## TEXT TO READ
******************************

Keywords

1 Introduction

In the past we discussed how important it is to establish the goals of security protocols in the presence of human constraints and in the real environment where they will be used [9]. Security protocols fail too often, and mostly due to misunderstandings at design time. These misunderstandings have to do with misconceptions in preconditions and/or in environmental assumptions. Sometimes protocols assume strong assumptions or twist the environmental conditions where they execute so that a worst case scenario threat model can be addressed.

We also argued in the past [5] that Dolev-Yao’s [6] threat model, the “de facto” standard used in protocol design and verification is powerful but not suited to be used as-is when we are trying to encompass human interactions with protocols. In our paper [5] we break down Dolev-Yao’s attacker capabilities into atomic actions and create an adaptive way of using them. In that paper we argued that some of Dolev-Yao’s capabilities are not present when we have human-to-human interactions, such as the fabrication or blocking capabilities. Furthermore, allowing such things which do not respect the laws of physics in the presence of humans is equivalent to assume omnipresent, omnipotent evil beings (daemons) exist.

More recently we went deeper into the relation of threat models and the subtleties they entail on the formal verification process of security protocols in the presence of humans [8]. We started to symbolically evaluate security ceremonies in the presence of multiple attackers which are constrained in their capabilities depending on the layer of execution they are attacking [4]. We try to leave the daemons out of the equations and to construct more human friendly interactions with security protocols. This experimentation taught us that to represent the reality where humans and protocols co-exist we must take into account potentially uncountable threat models. This is a requirement if we want to make protocols fail-safe to the human peer behind the screens.

We have also seen that this topic of human interaction with security protocols has been fully discussed in the last couple years. We can cite Roscoe’s detection of failed attacks on human interactive protocols [11]. He proposes a method to test and design security protocols that have human interactions where attacks can not be misdiagnosed as communication failure. In his work he introduced the concept of protocols being auditable for humans and the fact that transformations are time-dependent. Our position is that Roscoe’s work can be reinterpreted taking a different view on threat models. We believe that Roscoe’s work can be extended in the sense of transforming communication failures into fail-safe scenarios for users.

******************************

## Segmentation dataset records
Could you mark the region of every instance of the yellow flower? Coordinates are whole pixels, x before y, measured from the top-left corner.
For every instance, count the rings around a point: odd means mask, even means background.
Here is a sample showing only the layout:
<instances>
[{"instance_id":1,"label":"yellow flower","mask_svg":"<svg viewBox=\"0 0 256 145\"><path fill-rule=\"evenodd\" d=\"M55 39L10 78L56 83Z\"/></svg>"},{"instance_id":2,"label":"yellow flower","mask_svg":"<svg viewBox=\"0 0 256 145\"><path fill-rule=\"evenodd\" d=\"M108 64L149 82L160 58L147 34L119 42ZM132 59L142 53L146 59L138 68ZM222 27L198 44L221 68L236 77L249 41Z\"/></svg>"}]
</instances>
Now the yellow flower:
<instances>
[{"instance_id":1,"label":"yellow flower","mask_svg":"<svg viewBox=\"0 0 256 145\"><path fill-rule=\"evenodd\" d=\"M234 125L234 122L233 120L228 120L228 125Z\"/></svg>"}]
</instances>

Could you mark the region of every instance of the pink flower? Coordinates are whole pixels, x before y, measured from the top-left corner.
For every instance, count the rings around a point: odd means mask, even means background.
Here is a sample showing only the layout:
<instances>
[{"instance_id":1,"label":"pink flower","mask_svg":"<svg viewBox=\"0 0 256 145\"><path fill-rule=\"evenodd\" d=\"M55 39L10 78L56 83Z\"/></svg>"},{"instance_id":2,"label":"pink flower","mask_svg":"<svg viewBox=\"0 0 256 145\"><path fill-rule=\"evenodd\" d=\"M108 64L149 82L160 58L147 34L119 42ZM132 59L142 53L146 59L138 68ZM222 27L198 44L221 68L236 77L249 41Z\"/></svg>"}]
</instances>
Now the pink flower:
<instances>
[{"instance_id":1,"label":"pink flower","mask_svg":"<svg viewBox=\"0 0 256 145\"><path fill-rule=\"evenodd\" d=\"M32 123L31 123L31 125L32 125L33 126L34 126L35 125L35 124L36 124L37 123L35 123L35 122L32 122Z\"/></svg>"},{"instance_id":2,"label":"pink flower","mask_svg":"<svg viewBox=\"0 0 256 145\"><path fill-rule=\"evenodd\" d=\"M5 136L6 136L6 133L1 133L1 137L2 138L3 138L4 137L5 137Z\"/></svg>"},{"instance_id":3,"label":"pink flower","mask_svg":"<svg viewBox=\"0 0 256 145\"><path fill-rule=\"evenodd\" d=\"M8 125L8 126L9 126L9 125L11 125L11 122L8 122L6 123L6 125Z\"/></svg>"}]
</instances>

******************************

## TASK STATEMENT
List every distinct bracketed reference number cited in the text on security protocols and human interaction, in order of first appearance.

## ANSWER TO THE PROBLEM
[9], [5], [6], [8], [4], [11]